| Prompt |
Restate each line word for word. Leave out every picture.

| Point placement records |
╔══

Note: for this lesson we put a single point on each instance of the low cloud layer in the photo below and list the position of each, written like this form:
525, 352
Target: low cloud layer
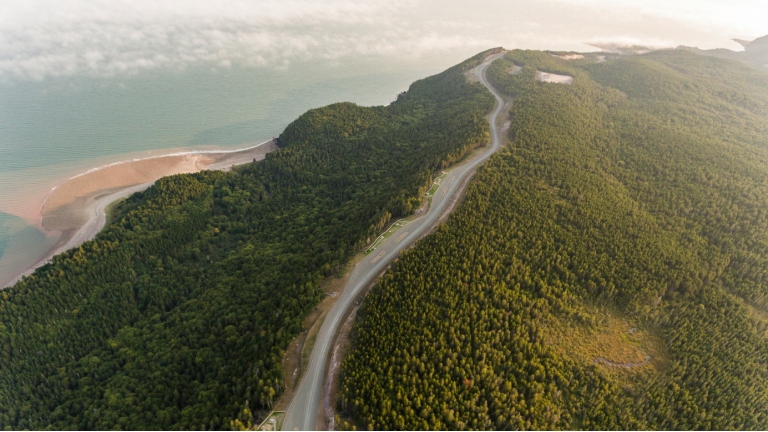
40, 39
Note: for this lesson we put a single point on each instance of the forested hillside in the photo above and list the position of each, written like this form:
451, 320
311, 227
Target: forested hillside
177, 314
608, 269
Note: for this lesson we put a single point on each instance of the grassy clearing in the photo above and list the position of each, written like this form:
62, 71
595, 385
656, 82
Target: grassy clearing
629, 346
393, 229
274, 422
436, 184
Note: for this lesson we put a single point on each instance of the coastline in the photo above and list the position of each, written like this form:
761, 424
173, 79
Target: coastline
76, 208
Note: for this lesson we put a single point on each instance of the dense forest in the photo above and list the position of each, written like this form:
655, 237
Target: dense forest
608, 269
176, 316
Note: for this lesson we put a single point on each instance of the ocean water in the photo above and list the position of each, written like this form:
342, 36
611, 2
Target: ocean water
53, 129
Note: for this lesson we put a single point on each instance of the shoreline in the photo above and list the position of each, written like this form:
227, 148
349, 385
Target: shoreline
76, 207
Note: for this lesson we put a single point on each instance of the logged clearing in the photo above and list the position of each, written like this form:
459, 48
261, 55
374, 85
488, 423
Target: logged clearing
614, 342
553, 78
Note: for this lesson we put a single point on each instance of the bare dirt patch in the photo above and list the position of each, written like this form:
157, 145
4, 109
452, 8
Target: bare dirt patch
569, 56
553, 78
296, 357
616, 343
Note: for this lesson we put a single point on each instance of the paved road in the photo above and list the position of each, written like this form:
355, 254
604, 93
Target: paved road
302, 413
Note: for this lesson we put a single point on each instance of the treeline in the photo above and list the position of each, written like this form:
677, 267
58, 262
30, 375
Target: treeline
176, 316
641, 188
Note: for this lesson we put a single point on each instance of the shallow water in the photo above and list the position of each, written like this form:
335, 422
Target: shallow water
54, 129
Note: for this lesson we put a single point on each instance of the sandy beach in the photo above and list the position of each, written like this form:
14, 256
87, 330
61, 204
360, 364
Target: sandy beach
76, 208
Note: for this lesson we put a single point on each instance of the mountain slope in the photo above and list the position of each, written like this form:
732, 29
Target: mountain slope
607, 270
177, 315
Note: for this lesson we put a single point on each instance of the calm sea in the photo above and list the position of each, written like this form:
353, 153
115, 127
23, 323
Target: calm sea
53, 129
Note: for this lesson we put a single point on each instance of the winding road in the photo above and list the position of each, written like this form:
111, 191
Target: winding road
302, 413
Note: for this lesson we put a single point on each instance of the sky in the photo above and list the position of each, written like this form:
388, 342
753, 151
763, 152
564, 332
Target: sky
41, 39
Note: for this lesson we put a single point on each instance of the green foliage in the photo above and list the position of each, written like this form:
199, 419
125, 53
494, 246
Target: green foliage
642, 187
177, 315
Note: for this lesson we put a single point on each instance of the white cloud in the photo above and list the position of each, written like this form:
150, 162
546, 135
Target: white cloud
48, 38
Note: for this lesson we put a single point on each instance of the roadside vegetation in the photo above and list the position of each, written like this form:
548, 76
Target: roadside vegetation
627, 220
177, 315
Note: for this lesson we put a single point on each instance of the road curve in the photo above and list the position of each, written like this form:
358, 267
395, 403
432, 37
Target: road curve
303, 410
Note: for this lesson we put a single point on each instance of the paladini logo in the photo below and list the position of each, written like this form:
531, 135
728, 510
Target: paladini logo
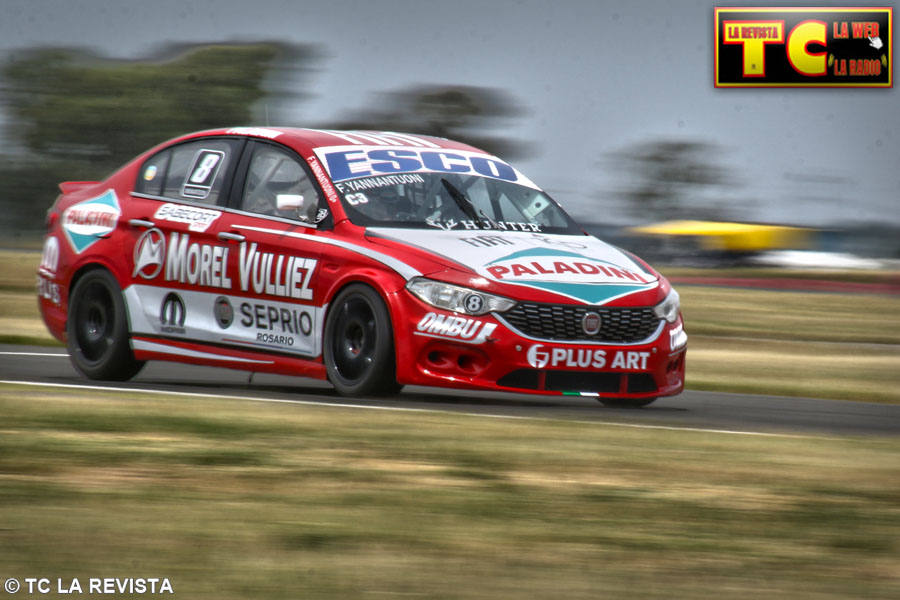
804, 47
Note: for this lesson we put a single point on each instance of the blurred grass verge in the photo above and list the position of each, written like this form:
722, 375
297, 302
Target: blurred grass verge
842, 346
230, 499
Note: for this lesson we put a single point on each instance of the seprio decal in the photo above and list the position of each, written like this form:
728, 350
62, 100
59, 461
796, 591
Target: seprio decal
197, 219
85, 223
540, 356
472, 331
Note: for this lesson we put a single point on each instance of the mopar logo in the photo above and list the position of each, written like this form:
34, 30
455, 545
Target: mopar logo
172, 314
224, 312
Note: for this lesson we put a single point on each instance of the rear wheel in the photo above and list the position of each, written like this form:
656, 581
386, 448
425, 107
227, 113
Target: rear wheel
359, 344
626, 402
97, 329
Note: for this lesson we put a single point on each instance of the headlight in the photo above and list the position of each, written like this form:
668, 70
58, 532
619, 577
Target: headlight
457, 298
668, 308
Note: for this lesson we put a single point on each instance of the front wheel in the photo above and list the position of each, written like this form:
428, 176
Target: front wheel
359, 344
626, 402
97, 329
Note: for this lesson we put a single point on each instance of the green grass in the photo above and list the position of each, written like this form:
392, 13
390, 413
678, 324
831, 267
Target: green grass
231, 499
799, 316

╚══

| Output of the task |
Note: for this lesson we put a single point on each instance of the low cloud layer in the photo below and list the position of each, written like this form:
525, 352
Target: low cloud layer
40, 39
Note: for this lesson we put a single point on each instance of the forested hillside in the photo above and list the position of each, written like this form:
451, 320
311, 227
Target: forested hillside
177, 314
608, 269
Note: for this lesson we put a single point on each instance of the grassy clearing in the photo above and list the position of each, written like this form:
62, 71
595, 385
656, 82
Target: grassy clearing
629, 346
393, 229
274, 422
436, 184
Note: for this lesson we put a single point on each instance of the coastline in the photo above and list the position of each, written like this form:
761, 424
173, 79
Target: coastline
76, 208
Note: for this lesson we put a single point on each instance of the dense forest in the photo above and list the position of each, written like this form:
655, 237
Target: dense forest
608, 269
176, 316
Note: for this lesson we put a single point on each instance of the ocean water in the photo above and list the position of each, written like this form:
342, 36
611, 2
Target: ocean water
53, 129
Note: for this lesson we put a single point on each instance of the shoreline in the photo above and list the position of each, written like this form:
227, 148
349, 385
Target: shoreline
76, 207
Note: for this lesson we put a single point on each instance of the logged clearing in the photo above and list the position of each, written like this form:
459, 48
261, 55
374, 85
488, 423
Target: logged clearing
614, 342
553, 78
Note: for this lesson we put a single point on each instance of the bare dirt patch in the photo above and list the position of each, written like this form:
157, 145
4, 109
452, 8
Target: bare dirt patch
569, 56
553, 78
296, 357
616, 343
Note: for this lesson we put a single point on each instance of the paved road in the photo above and list the position of each, written like this form:
355, 254
604, 93
Target: paved road
302, 413
Note: for this lesson we put a single point on each instance of the treeline in the photo above and list the position of each, written like this form:
677, 267
58, 262
30, 375
Target: treeline
176, 316
641, 188
Note: for this lesson we put a single point on each instance of the shallow water in the photo above and list the position of each, written like this form:
335, 422
Target: shallow water
54, 129
Note: for this lesson we put a single point on each instance of the sandy beach in the photo above and list the position of each, written like this form:
14, 256
87, 330
61, 204
360, 364
Target: sandy beach
76, 208
Note: for this lesson we put a single point on each instance of the mountain slope in the photo above and list the position of each, written like this form:
732, 29
Target: mountain slope
607, 270
177, 315
Note: for this lesson we put a single point on each instance of the calm sea in the photo above and list the position of each, written like this form:
353, 153
115, 127
23, 323
Target: calm sea
53, 129
Note: for this lesson we put a single point on each instance of the winding road in the photo above and list the position of each, written like this form:
111, 191
Target: winding road
302, 413
Note: for this lesson we put a single point on each instance of the sky in the photo above and list the position of each, written like this form:
388, 342
753, 151
763, 152
564, 332
Target: sky
41, 39
Note: for this lesson we put a single point on each instance of the green foliage in the photo above and list the position of each, written like this form:
199, 419
125, 53
494, 246
Target: green foliage
642, 187
177, 315
Note: for this lesson we put a single point on each instance of the white cloud in the photo above and list the position of each, written like this form:
150, 162
546, 135
Target: white cloud
48, 38
Note: for this lesson we put a single point on each instance of the roadside vegetation in the photo above and list the position of each, written like this form:
548, 76
Target: roadside vegetation
627, 220
177, 315
Note: for this lesson we put a single point on each instance of the road curve in the photo above and list the position of each, written like this form:
358, 267
395, 403
432, 37
Target: road curve
303, 410
Note: for this lesson we put a single point on each instance of the paladini logo in the photo below and list the position of each, written like this form:
531, 135
728, 510
Target: paladini logo
804, 47
Note: for this lesson we put a single point on each instance of the blurred grass verge in the photo above and list the position of each, written like this form:
722, 375
297, 302
Target: blurred grass verge
842, 346
230, 499
Note: for this lesson we put a single point on each instance of the seprio decal in the photo above and list the position of each, written like this form:
728, 350
62, 100
59, 461
796, 591
Target: seprio decal
197, 219
85, 223
540, 356
472, 331
Note: for this lesson we put a single point on each instance of the mopar logo in the photo above and list the position of each, written like this form:
34, 30
455, 545
Target: mopar logo
172, 314
224, 312
Note: for this lesson we put a single point on each instance of the rear wheel in the photo above and list the position of each, written like this form:
656, 581
386, 448
425, 107
227, 113
Target: rear wheel
359, 344
626, 402
97, 329
Note: for this lesson we put a single point on each instance of the headlight in the photo above and list the position of each, written like this form:
668, 70
58, 532
619, 577
Target: headlight
457, 298
668, 308
Note: for this lesson we put a single point on each instance of the front wheel in the photo above and list the position of each, written like this form:
428, 176
Target: front wheel
359, 344
626, 402
97, 329
Note: for this lesson we put a single point on each instance of the green grass in the photo above and list the position of each, written like this form:
392, 13
390, 413
678, 324
831, 267
Target: green grass
231, 499
799, 316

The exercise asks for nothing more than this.